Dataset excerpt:
-.-.-

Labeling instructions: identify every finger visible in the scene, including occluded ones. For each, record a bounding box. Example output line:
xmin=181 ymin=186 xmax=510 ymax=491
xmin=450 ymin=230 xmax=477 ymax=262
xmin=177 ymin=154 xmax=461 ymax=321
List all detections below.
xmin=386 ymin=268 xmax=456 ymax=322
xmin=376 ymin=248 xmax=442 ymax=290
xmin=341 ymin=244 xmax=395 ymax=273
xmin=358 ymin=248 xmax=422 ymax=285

-.-.-

_Problem_
Can you reproduce every line of the material above, requests included, shifting each bounding-box coordinate in the answers up by 134 while leaving the requests and their sample lines unchanged?

_Problem solution_
Labeling instructions: identify every finger visible in the scene, including occluded ones. For each, record a bounding box. Example output line:
xmin=181 ymin=186 xmax=510 ymax=491
xmin=450 ymin=230 xmax=477 ymax=262
xmin=177 ymin=154 xmax=461 ymax=321
List all detections below.
xmin=520 ymin=402 xmax=590 ymax=456
xmin=510 ymin=382 xmax=576 ymax=424
xmin=475 ymin=378 xmax=529 ymax=407
xmin=492 ymin=382 xmax=556 ymax=419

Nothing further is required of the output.